----- TEXT UNDER STUDY

In this view, physical states of the body provide the hunches that can steer behavior. These hunches turn out to be correct more often than chance would predict, mostly because your unconscious brain is picking up on things first, and your consciousness lags behind.
In fact, conscious systems can break entirely, with no effect on the unconscious systems. People with a condition called prosopagnosia cannot distinguish between familiar and unfamiliar faces. They rely entirely on cues such as hairlines, gait, and voices to recognize people they know. Pondering this condition led researchers Daniel Tranel and Antonio Damasio to try something clever: even though prosopagnosics cannot consciously recognize faces, would they have a measurable skin conductance response to faces that were familiar? Indeed, they did. Even though the prosopagnosic truly insists on being unable to recognize faces, some part of his brain can (and does) distinguish familiar faces from unfamiliar ones.
If you cannot always elicit a straight answer from the unconscious brain, how can yo
u access its knowledge? Sometimes the trick is merely to probe what your gut is telling you. So the next time a friend laments that she cannot decide between two options, tell her the easiest way to solve her problem: flip a coin. She should specify which option belongs to heads and which to tails, and then let the coin fly. The important part is to assess her gut feeling after the coin lands. If she feels a subtle sense of relief at being “told” what to do by the coin, that’s the right choice for her. If, instead, she concludes that it’s ludicrous for her to make a decision based on a coin toss, that will cue her to choose the other option.
* * *
So far we’ve been looking at the vast and sophisticated knowledge that lives under the surface of awareness. We’ve seen that you don’t have access to the details of how your brain does things, from reading letters to changing lanes. So what role does the conscious mind play, if any, in all your know-how? A big one, it turns out—because much of the knowledge stored in the depths of the unconscious brain began life in the form of conscious plans. We turn to this now.

----------
----- INFORMATION SUPPLIED

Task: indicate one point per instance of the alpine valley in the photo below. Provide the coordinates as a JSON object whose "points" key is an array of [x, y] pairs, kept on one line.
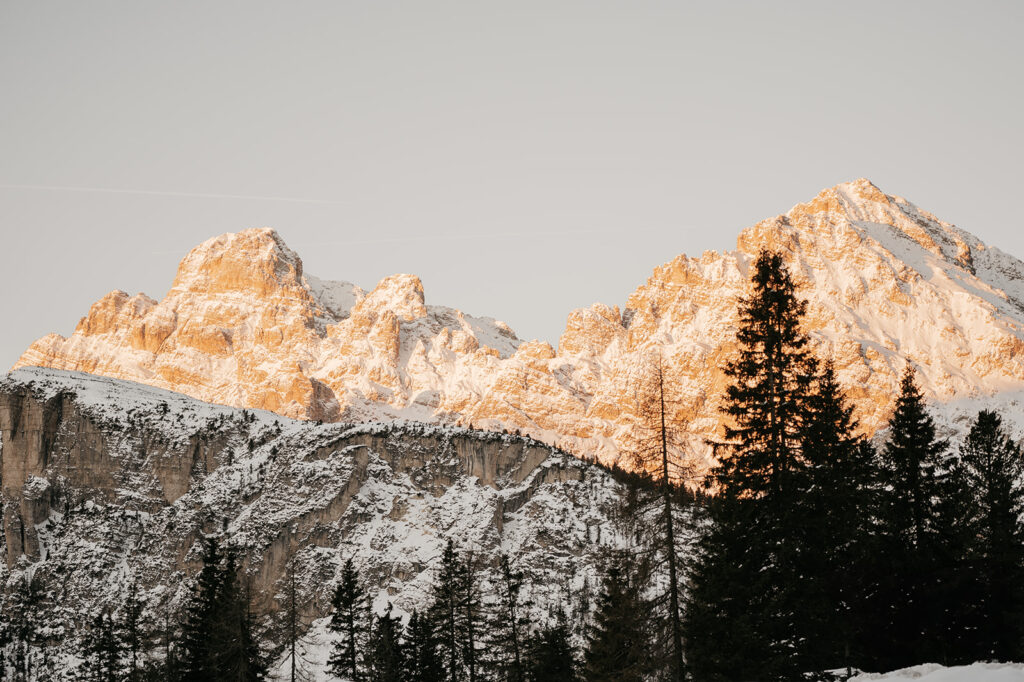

----------
----- INFORMATION SUPPLIED

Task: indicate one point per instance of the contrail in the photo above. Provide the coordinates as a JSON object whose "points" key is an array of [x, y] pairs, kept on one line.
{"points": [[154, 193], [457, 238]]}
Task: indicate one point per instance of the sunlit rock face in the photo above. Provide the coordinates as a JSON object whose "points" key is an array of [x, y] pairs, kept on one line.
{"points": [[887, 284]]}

----------

> TASKS TO PERFORM
A. Name the cues that, according to the passage on the unconscious brain, people with prosopagnosia rely on to recognize people they know.
B. Carry on the passage on the unconscious brain from its final sentence, "We turn to this now."

> ANSWERS FOR THIS EXERCISE
A. hairlines, gait, voices

B.
THE ROBOT THAT WON WIMBLEDON
Imagine that you have risen through the ranks to the top tennis tournament in the world and you are now poised on a green court facing the planet’s greatest tennis robot. This robot has incredibly miniaturized components and self-repairing parts, and it runs on such optimized energy principles that it can consume three hundred grams of hydrocarbons and then leap all over the court like a mountain goat. Sounds like a formidable opponent, right? Welcome to Wimbledon—you’re playing against a human being.
The competitors at Wimbledon are rapid, efficient machines that play tennis shockingly well. They can track a ball traveling ninety miles per hour, move toward it rapidly, and orient a small surface to intersect its trajectory. And these professional tennis players do almost none of this consciously. In exactly the same way that you read letters on a page or change lanes, they rely entirely on their unconscious machinery. They are, for all practical purposes, robots. Indeed, when Ilie Nastase lost the Wimbledon final in 1976, he sullenly said of his winning opponent, Björn Borg, “He’s a robot from outer space.”